Document text:
-- BEGIN --

Long logs are h.e.a.v.y (er) :o
I got help...
(https://forestryforum.com/gallery/albums/userpics/39553/Log_lifter.JPG)
There ya go! smiley_thumbsup
I had a monster black cherry last week I slabbed up 10/4 and had to use the hoe to turn it 90° for first cut. Liked to have rolled the mill over. Pulled the mill off the rocks I have the jacks sitting on. That darn log was at least 3,000 lbs because I've moved cars around on the forks and this log was heavier. Even with the longest Logrite I wouldn't have been able to turn it.
Some say dogs are man's best friend. I say it's hydraulics. ;D
Between the rain drops I finished up the extension today.
I can now cut up to 26 feet 3 inches. That should hold me for awhile.
I also changed out the cable that pulls the carrage for a longer one.
I bought the clothesline cable for the rubber coating to help pull.
So far I really like the different cable. The old cable has sound to it.
The new cable runs silent.
(https://forestryforum.com/gallery/albums/userpics/39553/Cuts_up_to_26_feet_3_inches_with_extension.JPG)

-- END --

Dataset extract:
-- BEGIN --

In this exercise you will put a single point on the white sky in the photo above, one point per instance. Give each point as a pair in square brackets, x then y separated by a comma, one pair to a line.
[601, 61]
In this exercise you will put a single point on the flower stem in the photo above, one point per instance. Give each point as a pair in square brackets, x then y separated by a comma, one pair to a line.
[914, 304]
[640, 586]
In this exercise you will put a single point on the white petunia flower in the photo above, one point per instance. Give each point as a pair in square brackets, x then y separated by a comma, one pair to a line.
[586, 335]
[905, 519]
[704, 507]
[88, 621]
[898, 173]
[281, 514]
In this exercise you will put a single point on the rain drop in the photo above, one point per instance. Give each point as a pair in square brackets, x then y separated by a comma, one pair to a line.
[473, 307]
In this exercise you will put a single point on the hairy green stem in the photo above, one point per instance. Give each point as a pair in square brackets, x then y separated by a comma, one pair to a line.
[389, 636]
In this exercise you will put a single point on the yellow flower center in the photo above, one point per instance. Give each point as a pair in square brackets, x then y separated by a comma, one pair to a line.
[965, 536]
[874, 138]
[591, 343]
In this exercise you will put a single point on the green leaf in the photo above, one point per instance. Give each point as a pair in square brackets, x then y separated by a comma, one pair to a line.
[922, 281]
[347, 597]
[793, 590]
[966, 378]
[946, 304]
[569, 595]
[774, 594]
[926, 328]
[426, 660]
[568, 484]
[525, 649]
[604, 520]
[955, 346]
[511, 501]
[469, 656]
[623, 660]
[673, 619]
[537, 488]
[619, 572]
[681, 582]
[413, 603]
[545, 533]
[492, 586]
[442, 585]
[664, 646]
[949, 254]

-- END --
-- BEGIN --

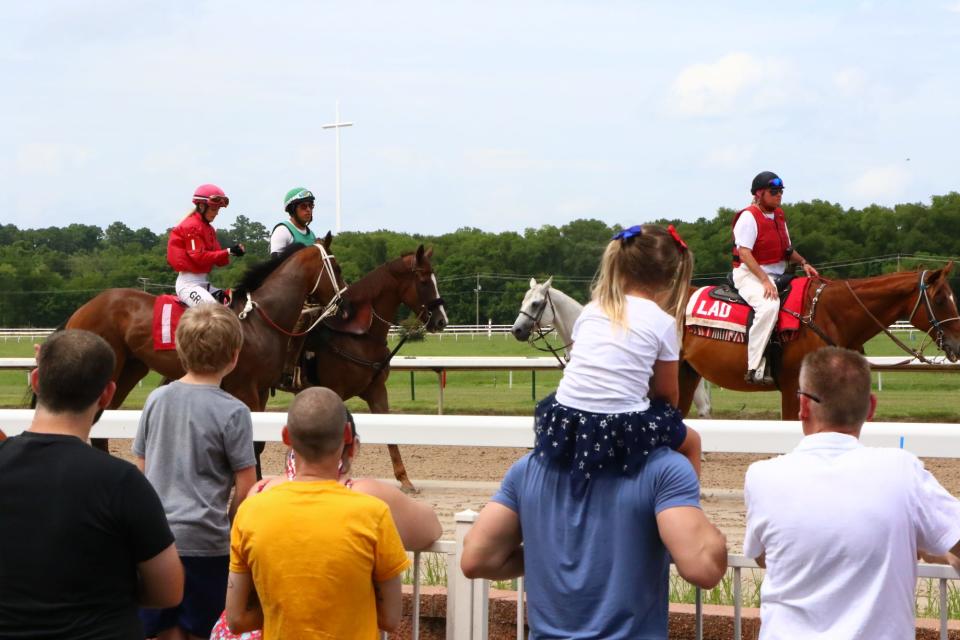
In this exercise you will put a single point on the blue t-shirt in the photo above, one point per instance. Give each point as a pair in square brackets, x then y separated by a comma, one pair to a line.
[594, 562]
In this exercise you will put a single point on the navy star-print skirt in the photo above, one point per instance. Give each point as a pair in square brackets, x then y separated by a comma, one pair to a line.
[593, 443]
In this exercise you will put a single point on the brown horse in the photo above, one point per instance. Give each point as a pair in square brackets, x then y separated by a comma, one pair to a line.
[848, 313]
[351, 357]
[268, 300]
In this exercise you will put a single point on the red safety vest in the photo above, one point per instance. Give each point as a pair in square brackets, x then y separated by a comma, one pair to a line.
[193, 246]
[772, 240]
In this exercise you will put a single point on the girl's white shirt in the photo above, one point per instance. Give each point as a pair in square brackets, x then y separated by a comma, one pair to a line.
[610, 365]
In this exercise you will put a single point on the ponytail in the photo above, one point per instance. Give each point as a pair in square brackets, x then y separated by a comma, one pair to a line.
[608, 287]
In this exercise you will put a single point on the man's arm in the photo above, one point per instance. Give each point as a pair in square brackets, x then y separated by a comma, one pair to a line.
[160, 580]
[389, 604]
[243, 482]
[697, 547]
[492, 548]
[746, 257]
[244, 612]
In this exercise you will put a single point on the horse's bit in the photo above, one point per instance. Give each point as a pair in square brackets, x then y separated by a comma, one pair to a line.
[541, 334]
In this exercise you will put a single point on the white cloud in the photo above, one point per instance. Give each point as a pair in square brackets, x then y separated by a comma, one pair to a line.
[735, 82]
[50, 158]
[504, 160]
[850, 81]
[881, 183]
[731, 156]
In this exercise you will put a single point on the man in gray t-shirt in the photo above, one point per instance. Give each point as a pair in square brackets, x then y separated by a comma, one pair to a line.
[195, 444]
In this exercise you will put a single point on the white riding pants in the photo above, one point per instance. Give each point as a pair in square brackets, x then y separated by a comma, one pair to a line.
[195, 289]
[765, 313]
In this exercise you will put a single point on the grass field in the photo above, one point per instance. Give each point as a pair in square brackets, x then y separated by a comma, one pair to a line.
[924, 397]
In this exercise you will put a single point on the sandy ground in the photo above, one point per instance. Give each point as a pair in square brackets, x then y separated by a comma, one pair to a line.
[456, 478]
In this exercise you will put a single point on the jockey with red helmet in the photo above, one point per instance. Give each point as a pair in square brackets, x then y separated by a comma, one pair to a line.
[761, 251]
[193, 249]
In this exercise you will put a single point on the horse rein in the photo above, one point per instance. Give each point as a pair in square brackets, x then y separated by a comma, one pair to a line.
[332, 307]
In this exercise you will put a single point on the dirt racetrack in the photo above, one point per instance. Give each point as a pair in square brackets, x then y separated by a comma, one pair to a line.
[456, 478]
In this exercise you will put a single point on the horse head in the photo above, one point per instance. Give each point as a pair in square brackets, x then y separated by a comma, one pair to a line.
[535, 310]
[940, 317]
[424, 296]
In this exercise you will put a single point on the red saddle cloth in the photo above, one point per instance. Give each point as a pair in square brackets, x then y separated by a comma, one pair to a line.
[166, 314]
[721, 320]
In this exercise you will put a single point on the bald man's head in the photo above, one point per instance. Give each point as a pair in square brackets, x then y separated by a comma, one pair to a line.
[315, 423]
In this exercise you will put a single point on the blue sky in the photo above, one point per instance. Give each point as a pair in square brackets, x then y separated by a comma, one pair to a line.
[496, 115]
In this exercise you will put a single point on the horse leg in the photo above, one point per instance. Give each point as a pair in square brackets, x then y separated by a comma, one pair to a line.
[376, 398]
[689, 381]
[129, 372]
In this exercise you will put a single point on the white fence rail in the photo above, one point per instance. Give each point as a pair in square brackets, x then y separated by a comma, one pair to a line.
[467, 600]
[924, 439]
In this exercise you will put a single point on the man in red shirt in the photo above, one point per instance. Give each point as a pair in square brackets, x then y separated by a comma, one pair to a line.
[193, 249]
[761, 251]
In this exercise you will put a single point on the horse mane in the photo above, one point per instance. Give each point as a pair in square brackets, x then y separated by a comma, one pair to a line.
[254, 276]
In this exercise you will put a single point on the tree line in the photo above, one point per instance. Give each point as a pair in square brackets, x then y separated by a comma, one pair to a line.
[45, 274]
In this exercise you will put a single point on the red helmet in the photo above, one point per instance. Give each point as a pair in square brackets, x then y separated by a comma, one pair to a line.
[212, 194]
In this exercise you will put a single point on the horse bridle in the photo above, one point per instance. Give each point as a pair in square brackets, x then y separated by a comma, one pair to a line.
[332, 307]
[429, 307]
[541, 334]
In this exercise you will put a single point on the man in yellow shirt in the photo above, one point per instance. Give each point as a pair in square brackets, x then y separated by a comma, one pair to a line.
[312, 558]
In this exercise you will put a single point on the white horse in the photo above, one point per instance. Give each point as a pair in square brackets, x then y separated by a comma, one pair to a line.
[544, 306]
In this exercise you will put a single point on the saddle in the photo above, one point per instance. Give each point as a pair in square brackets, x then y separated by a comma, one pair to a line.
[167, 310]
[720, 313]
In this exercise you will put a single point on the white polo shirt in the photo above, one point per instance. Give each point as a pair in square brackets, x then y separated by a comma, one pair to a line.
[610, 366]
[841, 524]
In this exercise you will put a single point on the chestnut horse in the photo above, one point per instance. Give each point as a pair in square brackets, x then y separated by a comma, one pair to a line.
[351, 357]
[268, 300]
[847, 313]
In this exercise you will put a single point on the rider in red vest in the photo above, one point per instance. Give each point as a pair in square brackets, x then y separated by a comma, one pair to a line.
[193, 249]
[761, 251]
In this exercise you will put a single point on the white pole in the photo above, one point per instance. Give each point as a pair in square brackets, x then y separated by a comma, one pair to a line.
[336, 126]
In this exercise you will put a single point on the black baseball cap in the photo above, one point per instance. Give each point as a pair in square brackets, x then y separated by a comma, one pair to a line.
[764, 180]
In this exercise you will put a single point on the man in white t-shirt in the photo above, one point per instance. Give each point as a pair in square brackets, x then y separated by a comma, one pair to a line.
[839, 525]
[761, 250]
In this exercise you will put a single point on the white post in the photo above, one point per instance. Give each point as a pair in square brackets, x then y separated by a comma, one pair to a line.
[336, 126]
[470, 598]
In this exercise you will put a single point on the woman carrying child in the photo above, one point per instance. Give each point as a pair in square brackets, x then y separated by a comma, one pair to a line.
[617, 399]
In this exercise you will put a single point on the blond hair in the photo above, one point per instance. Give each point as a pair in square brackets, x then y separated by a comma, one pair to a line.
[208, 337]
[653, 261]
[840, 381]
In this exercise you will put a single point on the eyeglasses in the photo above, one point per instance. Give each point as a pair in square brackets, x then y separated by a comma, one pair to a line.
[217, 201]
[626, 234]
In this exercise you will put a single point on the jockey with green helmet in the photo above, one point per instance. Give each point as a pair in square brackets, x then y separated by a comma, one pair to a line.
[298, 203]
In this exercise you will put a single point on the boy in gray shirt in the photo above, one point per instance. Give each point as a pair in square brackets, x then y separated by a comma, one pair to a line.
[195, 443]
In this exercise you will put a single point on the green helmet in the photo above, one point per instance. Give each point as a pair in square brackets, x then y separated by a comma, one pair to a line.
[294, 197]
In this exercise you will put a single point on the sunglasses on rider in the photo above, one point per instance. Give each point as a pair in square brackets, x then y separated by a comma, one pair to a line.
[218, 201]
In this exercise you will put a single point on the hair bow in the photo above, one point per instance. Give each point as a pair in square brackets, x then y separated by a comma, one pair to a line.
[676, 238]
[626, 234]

-- END --

Set exercise 1: Extract the sawmill forum post in full, reproducing every line verbatim.
Set exercise 2: Show each line of the records that contains the string "helmet", treating uppercase and lowercase letters as different.
The sawmill forum post and the records have no connection to each other.

Full response 1:
Long logs are h.e.a.v.y (er) :o
I got help...
(https://forestryforum.com/gallery/albums/userpics/39553/Log_lifter.JPG)
There ya go! smiley_thumbsup
I had a monster black cherry last week I slabbed up 10/4 and had to use the hoe to turn it 90° for first cut. Liked to have rolled the mill over. Pulled the mill off the rocks I have the jacks sitting on. That darn log was at least 3,000 lbs because I've moved cars around on the forks and this log was heavier. Even with the longest Logrite I wouldn't have been able to turn it.
Some say dogs are man's best friend. I say it's hydraulics. ;D
Between the rain drops I finished up the extension today.
I can now cut up to 26 feet 3 inches. That should hold me for awhile.
I also changed out the cable that pulls the carrage for a longer one.
I bought the clothesline cable for the rubber coating to help pull.
So far I really like the different cable. The old cable has sound to it.
The new cable runs silent.
(https://forestryforum.com/gallery/albums/userpics/39553/Cuts_up_to_26_feet_3_inches_with_extension.JPG)

Full response 2:
In this exercise you will put a single point on the jockey with red helmet in the photo above, one point per instance. Give each point as a pair in square brackets, x then y separated by a comma, one pair to a line.
In this exercise you will put a single point on the red helmet in the photo above, one point per instance. Give each point as a pair in square brackets, x then y separated by a comma, one pair to a line.
In this exercise you will put a single point on the jockey with green helmet in the photo above, one point per instance. Give each point as a pair in square brackets, x then y separated by a comma, one pair to a line.
In this exercise you will put a single point on the green helmet in the photo above, one point per instance. Give each point as a pair in square brackets, x then y separated by a comma, one pair to a line.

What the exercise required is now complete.